TASK SET:
1. In the construction spending report, what was the revised February estimate of public construction spending?
2. Reproduce verbatim everything in the construction spending report from "During the first" down to "period in 2020.".

SOURCE EXTRACT:
═══

Construction Spending Ticks Upward

The U.S. Census Bureau announced that construction spending during March 2021 was estimated at a seasonally adjusted annual rate of $1,513.1 billion, 0.2% (±0.8%) above the revised February estimate of $1,509.9 billion. The March figure is 5.3% (±1.0%) above the March 2020 estimate of $1,436.7 billion. 

During the first three months of this year, construction spending amounted to $328.3 billion, 4.5% (±1.0%) above the $314.1 billion for the same period in 2020.

In March, the estimated seasonally adjusted annual rate of public construction spending was $343.9 billion, 1.5% (±1.3%) below the revised February estimate of $349.0 billion. Highway construction was at a seasonally adjusted annual rate of $98.8 billion, 2.2% (±4.4%) below the revised February estimate of $101.1 billion. Educational construction was at a seasonally adjusted annual rate of $85.3 billion, 2.0% (±2.5%) below the revised February estimate of $87.1 billion.

═══

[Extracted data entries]

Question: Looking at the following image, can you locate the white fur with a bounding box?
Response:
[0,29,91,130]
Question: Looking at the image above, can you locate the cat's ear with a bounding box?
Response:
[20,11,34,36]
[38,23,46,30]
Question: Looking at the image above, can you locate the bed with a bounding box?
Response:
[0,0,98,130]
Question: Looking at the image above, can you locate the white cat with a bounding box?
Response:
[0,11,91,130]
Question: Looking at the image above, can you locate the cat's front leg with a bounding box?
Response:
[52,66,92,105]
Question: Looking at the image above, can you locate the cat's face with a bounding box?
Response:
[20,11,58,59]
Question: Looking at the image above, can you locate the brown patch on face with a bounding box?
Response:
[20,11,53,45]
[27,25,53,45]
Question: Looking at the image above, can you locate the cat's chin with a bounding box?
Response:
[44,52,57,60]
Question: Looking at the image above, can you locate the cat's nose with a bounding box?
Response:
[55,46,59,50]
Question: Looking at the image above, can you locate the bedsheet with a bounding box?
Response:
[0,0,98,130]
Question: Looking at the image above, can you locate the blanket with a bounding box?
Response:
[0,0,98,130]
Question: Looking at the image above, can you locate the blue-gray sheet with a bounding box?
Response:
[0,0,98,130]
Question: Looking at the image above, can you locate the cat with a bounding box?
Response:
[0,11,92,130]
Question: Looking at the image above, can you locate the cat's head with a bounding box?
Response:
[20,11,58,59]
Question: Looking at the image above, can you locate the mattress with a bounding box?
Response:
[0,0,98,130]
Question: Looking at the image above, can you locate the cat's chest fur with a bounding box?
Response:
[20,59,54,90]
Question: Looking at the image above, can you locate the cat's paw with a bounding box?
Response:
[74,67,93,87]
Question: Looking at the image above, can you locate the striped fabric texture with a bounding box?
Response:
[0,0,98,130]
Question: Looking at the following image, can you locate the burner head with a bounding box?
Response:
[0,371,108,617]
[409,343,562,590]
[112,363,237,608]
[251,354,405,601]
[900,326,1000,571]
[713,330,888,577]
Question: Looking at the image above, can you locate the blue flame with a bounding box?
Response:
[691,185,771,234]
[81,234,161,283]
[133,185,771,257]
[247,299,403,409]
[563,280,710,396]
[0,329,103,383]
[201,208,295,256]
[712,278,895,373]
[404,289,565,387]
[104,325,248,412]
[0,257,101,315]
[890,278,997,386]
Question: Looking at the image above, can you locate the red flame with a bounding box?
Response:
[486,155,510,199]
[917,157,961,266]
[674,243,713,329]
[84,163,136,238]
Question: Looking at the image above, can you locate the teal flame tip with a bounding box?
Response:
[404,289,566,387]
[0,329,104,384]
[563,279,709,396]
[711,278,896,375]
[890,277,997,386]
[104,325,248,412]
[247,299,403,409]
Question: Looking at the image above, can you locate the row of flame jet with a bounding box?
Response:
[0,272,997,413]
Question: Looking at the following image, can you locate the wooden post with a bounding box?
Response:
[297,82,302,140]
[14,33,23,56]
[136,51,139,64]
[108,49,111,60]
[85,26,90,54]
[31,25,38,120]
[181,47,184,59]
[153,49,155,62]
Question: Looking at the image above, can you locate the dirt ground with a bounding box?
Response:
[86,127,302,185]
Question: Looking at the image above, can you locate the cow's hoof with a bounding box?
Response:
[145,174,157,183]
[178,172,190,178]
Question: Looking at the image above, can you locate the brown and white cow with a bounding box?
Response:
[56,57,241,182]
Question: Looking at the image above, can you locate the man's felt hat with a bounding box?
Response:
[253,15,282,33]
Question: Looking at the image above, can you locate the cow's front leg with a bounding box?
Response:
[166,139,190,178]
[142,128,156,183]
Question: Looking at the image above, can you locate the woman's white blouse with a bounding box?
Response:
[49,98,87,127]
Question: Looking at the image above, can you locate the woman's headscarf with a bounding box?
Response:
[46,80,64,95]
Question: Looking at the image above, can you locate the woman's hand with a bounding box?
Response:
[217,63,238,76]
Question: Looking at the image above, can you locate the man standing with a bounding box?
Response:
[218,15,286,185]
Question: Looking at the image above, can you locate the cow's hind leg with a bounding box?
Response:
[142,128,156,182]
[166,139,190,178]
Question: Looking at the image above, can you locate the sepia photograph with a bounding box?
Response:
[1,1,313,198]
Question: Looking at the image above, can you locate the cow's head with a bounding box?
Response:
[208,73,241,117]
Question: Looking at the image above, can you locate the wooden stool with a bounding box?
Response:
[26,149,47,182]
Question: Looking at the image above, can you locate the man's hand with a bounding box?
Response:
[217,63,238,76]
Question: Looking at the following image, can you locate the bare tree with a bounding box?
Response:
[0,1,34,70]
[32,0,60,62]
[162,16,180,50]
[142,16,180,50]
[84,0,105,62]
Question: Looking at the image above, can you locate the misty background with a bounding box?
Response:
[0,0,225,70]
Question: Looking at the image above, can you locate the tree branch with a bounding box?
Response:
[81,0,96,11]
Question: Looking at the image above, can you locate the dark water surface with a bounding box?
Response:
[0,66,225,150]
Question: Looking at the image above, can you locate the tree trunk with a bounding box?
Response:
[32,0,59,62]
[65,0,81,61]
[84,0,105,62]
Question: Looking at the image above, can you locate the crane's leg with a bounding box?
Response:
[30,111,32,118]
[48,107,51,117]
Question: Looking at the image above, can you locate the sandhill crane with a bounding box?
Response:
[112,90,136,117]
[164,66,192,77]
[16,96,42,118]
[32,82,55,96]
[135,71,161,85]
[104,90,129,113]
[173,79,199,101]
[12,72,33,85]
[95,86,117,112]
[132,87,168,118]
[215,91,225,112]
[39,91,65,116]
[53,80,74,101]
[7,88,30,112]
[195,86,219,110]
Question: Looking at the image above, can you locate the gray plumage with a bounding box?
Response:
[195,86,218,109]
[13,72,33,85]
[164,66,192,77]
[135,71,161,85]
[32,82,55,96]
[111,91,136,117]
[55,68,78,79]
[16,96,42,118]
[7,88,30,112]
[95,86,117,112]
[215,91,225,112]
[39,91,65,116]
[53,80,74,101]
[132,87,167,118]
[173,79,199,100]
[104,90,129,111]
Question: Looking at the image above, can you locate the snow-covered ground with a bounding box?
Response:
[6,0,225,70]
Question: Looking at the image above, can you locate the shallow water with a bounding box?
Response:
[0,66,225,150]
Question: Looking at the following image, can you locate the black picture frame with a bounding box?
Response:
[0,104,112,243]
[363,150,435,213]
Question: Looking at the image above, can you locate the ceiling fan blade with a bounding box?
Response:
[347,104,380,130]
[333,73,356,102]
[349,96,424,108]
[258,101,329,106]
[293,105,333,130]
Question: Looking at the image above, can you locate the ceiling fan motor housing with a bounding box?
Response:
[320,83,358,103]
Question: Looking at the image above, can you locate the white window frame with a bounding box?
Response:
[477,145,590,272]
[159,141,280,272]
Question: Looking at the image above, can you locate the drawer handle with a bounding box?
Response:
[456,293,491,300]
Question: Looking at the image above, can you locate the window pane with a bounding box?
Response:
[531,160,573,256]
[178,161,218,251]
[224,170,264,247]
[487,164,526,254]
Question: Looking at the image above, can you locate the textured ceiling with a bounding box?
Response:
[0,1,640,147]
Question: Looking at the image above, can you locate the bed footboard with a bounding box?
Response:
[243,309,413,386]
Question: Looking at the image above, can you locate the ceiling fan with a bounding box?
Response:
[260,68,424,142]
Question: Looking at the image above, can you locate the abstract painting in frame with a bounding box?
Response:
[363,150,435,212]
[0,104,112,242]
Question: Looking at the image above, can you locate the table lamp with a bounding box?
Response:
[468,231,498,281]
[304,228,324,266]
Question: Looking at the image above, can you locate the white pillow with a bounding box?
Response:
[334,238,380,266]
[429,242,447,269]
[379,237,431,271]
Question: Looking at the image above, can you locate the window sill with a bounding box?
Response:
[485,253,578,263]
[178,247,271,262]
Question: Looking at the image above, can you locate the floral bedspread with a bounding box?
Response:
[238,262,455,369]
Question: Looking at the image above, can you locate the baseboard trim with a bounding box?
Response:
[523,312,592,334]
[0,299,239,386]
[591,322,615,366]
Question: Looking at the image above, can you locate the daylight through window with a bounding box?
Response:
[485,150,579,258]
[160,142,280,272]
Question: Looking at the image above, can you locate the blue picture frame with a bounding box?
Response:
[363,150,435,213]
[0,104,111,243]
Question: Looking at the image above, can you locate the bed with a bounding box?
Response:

═══

EXERCISE ANSWERS:
1. $349.0 billion

2.
During the first three months of this year, construction spending amounted to $328.3 billion, 4.5% (±1.0%) above the $314.1 billion for the same period in 2020.